§ **Consigne**:
Reproduisez fidèlement le passage de l'article ci-dessous sur les hydrocarbures, depuis « De l’aveu de » jusqu'à « pleine crise énergétique. » inclus.

Dans
son dernier ouvrage « Les hydrocarbures dans le monde en Afrique et au
Cameroun », l’ex-directeur général de la société camerounaise des
dépôts pétroliers (Scdp) revient sur la commercialisation, l’évolution
des prix, le raffinage et le fonctionnement du marché des hydrocarbures.
De l’aveu de l’éditeur de l’ouvrage lui-même, c’est à travers «
l’étude des échecs d’un petit pays producteur, le Cameroun, que
l’auteur donne un point de vue englobant sur la géopolitique et la
géostratégie impliquées dans les secteurs du pétrole et du gaz naturel
». C’est à travers ce prisme que le pensionnaire de la prison centrale
de Kondengui, Nguini Effa, a d’abord été écroué à New-Bell à Douala-
propose sa longue réflexion pour une gestion optimale de ressources
pétrolières dans un monde en pleine crise énergétique.
Dans sa deuxième production éditoriale depuis
qu’il a été emprisonné en 2009, l’auteur suggère que les Etats
africains dont le Cameroun, songent urgemment à l’intégration
continentale « au moyen des hydrocarbures ».
Dans cette veine, il regrette par des mots à peine voilés l’assassinat,
le 20 octobre 2011, à Syrte du guide libyen, Mouammar Kadhafi qui, selon
lui, est « le dernier panafricaniste » de notre époque. Le seul qui
avait bâti une vraie intégration sur les ressorts des ressources
naturelles en Afrique. Il en veut pour preuve, que le leader libyen a
voulu à plusieurs reprises créer un gouvernement continental. Mais il
rencontrera à chaque fois l’opposition de nombreux chefs d’Etats. «
Les pairs de Kadhafi vont rester englués dans leurs égoïsmes et le
manque de solidarité », écrit-il.
Or, le secteur des hydrocarbures nécessite des
capitaux très importants et une infrastructure d’exportation et
d’importation « excessivement lourde » qui s’accommode mal de « petites
révoltes » localisées, tribales ou ethniques. Pourtant suggère-t-il,
ces petits Etats forts, parfois avec des pouvoirs politiques
minoritaires et la complicité des compagnies pétrolières développent des
systèmes autoritaires qui sont parfois « à la base de leur…
instabilité ».

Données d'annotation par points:

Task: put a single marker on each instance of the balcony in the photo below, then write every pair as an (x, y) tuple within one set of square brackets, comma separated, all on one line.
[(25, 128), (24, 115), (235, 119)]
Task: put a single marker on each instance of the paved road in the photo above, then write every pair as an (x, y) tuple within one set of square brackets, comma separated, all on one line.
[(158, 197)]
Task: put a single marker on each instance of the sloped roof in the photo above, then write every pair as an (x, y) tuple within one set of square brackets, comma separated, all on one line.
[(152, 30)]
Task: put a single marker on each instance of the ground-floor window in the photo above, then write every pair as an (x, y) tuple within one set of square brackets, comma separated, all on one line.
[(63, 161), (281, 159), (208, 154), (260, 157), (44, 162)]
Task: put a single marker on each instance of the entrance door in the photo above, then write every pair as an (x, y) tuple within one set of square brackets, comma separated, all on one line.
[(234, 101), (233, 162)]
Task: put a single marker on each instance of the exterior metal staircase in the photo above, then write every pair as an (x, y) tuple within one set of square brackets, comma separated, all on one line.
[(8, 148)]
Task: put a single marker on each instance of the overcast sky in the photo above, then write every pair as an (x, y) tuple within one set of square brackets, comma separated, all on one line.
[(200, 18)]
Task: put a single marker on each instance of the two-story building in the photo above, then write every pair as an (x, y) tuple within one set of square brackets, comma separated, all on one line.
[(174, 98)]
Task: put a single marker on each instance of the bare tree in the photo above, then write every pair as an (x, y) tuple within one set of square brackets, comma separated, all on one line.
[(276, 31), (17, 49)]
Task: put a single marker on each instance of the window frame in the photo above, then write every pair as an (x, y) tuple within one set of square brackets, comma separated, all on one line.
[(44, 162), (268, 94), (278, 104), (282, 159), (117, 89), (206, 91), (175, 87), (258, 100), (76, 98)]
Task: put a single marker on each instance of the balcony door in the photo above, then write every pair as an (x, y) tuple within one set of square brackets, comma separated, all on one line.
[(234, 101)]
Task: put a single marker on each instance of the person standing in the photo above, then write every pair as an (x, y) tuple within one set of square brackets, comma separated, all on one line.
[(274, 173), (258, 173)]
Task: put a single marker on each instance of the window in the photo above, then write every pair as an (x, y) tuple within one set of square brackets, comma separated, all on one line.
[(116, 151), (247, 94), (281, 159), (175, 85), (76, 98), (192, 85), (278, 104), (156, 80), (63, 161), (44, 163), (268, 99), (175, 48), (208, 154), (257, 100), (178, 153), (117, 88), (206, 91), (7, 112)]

§ **Réponse attendue**:
De l’aveu de l’éditeur de l’ouvrage lui-même, c’est à travers «
l’étude des échecs d’un petit pays producteur, le Cameroun, que
l’auteur donne un point de vue englobant sur la géopolitique et la
géostratégie impliquées dans les secteurs du pétrole et du gaz naturel
». C’est à travers ce prisme que le pensionnaire de la prison centrale
de Kondengui, Nguini Effa, a d’abord été écroué à New-Bell à Douala-
propose sa longue réflexion pour une gestion optimale de ressources
pétrolières dans un monde en pleine crise énergétique.